→ Aufgabenstellung 1: Welche Zeilen der Einträge unten enthalten die Zeichenfolge „paper“? Ermittle alle diese Zeilen und gib sie unverändert wieder, wobei Groß- und Kleinschreibung zählt.

→ Vorgegebener Text:
★ ★ ★ ★ ★
Gorleben: „Es hat sich gelohnt.“

in (14.12.2008)

Amaru muss mit unentschuldigten Fehlstunden auf seinem Abschlusszeugnis rechnen, weil er im Wendland gegen den Atommülltransport demonstriert hat. utopia sprach mit ihm über Schule, Demos, Pyramiden, Gewaltbereitschaft und Stromwechsel.

 

utopia: Amaru, du warst im Wendland bei den Castor-Protesten. Hat dich nicht abgeschreckt, dass du dort vorher keinen kanntest?

Amaru: Ich hatte vorher schon Bedenken. Aber es ist halt was Neues, man lernt viele, neue Leute kennen. Ich habe mir dann gedacht: Ich finde da bestimmt Leute, die in meinem Alter sind.

Und? Hast du sie gefunden?

Im Bus habe ich David von der utopia kennen gelernt. Der war dann meine Kontaktperson für die weiteren Tage. Auch im Camp.

Hast du mit ihm auch auf der Schiene gesessen?

Wir haben es versucht. Als der Castor an uns vorbeifuhr, waren es noch 50 Meter bis zu den Schienen. Wir hätten fünf Minuten eher da sein müssen. Dass wir den Transport verpasst haben, liegt daran, dass wir uns nachts im Wald verlaufen haben.

Hast du es denn wenigstens auf die Straße geschafft?

Ja, ich saß einmal auf der Straße und wurde geräumt. Aber der Castor wäre eh nicht gefahren, solange die Pyramiden noch da standen.
★ ★ ★ ★ ★
→ Eingabezeilen:
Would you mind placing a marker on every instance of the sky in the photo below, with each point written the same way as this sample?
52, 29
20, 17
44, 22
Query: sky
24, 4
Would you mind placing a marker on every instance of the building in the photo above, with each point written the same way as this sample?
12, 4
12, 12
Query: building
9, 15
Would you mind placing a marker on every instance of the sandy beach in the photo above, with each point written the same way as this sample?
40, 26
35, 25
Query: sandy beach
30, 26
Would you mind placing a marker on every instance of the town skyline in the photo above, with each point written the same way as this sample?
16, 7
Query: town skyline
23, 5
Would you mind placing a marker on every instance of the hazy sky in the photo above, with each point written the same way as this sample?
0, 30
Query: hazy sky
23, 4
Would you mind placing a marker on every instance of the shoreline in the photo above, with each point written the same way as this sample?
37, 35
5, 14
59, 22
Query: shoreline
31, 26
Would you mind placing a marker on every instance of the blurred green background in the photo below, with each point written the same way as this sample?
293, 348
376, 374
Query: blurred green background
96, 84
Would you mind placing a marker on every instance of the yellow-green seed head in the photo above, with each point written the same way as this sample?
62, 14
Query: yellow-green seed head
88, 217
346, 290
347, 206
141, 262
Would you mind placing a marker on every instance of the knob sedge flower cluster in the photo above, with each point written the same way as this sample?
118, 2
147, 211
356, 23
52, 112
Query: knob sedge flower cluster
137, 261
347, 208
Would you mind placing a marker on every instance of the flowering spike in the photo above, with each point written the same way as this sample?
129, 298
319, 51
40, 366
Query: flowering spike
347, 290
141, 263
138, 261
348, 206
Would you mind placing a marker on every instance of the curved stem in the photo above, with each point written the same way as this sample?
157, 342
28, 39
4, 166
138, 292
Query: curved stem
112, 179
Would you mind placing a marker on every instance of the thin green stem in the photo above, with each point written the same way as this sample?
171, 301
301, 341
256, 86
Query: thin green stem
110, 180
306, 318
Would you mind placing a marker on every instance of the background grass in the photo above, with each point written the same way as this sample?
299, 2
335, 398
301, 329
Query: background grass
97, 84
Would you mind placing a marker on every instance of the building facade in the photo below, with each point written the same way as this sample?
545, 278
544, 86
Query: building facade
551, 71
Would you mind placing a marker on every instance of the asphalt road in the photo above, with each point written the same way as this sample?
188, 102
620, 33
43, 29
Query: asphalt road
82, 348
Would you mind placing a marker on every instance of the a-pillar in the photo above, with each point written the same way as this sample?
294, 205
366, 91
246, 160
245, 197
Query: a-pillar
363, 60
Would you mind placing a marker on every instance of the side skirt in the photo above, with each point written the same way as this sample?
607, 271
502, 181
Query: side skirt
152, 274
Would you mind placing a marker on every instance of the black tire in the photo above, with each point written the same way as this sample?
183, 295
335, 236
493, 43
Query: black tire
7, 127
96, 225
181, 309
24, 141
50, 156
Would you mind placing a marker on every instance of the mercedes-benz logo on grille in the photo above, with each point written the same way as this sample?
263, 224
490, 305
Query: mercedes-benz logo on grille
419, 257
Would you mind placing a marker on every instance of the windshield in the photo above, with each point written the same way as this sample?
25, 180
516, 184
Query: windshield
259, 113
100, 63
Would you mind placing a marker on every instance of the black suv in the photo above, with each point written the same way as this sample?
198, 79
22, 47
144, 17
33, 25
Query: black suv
★ ★ ★ ★ ★
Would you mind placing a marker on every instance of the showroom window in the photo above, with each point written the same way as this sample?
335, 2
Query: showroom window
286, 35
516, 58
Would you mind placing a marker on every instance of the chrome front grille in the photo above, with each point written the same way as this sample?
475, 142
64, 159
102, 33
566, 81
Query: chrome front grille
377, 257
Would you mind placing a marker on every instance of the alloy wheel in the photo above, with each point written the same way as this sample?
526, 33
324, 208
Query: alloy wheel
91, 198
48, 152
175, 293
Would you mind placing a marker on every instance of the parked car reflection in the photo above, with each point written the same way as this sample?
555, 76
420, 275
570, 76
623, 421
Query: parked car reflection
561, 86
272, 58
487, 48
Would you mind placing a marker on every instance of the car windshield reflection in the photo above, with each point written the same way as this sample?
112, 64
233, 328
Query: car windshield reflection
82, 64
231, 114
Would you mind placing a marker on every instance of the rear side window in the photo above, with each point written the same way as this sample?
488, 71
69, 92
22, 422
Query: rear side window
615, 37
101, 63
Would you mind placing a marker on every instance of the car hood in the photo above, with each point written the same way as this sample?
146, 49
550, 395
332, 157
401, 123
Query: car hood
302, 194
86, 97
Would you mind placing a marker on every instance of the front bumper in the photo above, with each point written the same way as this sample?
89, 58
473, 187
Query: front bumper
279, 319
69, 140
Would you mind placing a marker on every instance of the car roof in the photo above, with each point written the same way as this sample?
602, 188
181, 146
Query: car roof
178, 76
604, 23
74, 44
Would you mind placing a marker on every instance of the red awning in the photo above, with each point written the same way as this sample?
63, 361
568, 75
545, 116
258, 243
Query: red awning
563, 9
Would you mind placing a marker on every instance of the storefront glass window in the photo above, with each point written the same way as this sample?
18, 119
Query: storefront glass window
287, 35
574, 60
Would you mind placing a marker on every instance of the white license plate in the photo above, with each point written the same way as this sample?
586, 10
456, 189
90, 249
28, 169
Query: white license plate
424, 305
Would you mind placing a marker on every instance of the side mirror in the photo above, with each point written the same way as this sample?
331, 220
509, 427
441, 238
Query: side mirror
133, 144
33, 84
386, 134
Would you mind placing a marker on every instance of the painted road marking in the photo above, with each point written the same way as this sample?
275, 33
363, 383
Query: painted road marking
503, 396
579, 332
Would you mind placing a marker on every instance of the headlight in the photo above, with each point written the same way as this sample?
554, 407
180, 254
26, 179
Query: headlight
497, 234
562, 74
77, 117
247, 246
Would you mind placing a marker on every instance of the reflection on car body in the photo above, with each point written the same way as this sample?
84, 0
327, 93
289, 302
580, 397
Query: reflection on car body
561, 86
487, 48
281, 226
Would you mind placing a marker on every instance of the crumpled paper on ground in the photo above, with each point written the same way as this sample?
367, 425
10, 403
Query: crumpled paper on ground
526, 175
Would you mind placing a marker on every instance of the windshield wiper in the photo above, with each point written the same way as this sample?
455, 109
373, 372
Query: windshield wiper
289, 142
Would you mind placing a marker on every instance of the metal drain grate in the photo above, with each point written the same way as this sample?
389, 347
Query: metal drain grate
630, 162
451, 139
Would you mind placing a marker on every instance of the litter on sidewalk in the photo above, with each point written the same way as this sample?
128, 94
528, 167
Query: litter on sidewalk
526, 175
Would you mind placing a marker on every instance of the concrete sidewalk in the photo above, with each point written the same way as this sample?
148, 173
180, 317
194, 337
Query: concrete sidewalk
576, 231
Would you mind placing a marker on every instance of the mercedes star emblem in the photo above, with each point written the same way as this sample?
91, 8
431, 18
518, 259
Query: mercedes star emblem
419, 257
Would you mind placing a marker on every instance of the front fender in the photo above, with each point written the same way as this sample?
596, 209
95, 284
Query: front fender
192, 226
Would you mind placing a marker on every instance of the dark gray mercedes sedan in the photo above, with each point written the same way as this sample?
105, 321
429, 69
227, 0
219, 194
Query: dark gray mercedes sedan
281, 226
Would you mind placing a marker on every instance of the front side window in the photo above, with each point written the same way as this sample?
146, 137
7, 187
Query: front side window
★ ★ ★ ★ ★
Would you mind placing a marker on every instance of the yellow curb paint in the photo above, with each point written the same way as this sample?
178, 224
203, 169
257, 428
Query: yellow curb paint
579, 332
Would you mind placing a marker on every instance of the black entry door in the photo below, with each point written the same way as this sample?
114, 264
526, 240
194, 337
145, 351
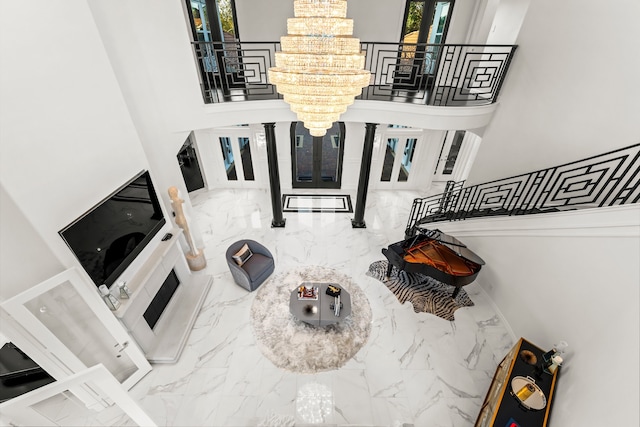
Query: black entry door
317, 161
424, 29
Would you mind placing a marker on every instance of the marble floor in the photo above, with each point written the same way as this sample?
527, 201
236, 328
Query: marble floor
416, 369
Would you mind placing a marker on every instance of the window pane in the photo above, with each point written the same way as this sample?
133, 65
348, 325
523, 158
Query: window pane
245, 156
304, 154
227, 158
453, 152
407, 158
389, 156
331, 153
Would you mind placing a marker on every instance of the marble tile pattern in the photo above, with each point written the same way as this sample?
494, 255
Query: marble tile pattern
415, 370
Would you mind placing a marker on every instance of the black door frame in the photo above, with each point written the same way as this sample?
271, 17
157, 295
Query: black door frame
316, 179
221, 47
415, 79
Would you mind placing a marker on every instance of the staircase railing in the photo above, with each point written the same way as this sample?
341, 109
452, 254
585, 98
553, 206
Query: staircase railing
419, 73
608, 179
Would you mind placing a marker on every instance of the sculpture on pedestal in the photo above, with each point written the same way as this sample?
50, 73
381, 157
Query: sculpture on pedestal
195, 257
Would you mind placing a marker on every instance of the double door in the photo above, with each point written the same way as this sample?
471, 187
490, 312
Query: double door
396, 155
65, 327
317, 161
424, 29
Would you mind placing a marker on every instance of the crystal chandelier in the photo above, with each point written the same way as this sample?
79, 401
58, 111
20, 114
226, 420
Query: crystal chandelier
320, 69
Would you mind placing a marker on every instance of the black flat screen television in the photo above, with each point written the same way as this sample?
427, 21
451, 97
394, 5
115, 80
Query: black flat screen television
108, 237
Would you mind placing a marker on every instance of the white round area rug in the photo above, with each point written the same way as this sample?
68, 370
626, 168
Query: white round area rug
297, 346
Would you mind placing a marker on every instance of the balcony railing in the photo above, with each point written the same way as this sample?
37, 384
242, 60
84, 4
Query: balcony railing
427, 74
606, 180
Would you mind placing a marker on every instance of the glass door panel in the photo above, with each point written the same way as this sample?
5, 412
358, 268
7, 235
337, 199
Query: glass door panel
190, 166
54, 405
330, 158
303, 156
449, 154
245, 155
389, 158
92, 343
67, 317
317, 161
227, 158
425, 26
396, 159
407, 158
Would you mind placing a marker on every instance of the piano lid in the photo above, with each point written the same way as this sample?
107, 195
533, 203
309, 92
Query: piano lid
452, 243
★ ★ ★ ★ ★
→ Aufgabenstellung 2: Gib aus dem Gorleben-Interview oben den Abschnitt wörtlich wieder, der bei „Gorleben: „Es hat“ beginnt und bei „meinem Alter sind.“ endet.

→ Ergebnis 1:
Would you mind placing a marker on every instance of the crumpled paper on ground in the photo above, with each point written the same way as this sample?
Query: crumpled paper on ground

→ Ergebnis 2:
Gorleben: „Es hat sich gelohnt.“

in (14.12.2008)

Amaru muss mit unentschuldigten Fehlstunden auf seinem Abschlusszeugnis rechnen, weil er im Wendland gegen den Atommülltransport demonstriert hat. utopia sprach mit ihm über Schule, Demos, Pyramiden, Gewaltbereitschaft und Stromwechsel.

 

utopia: Amaru, du warst im Wendland bei den Castor-Protesten. Hat dich nicht abgeschreckt, dass du dort vorher keinen kanntest?

Amaru: Ich hatte vorher schon Bedenken. Aber es ist halt was Neues, man lernt viele, neue Leute kennen. Ich habe mir dann gedacht: Ich finde da bestimmt Leute, die in meinem Alter sind.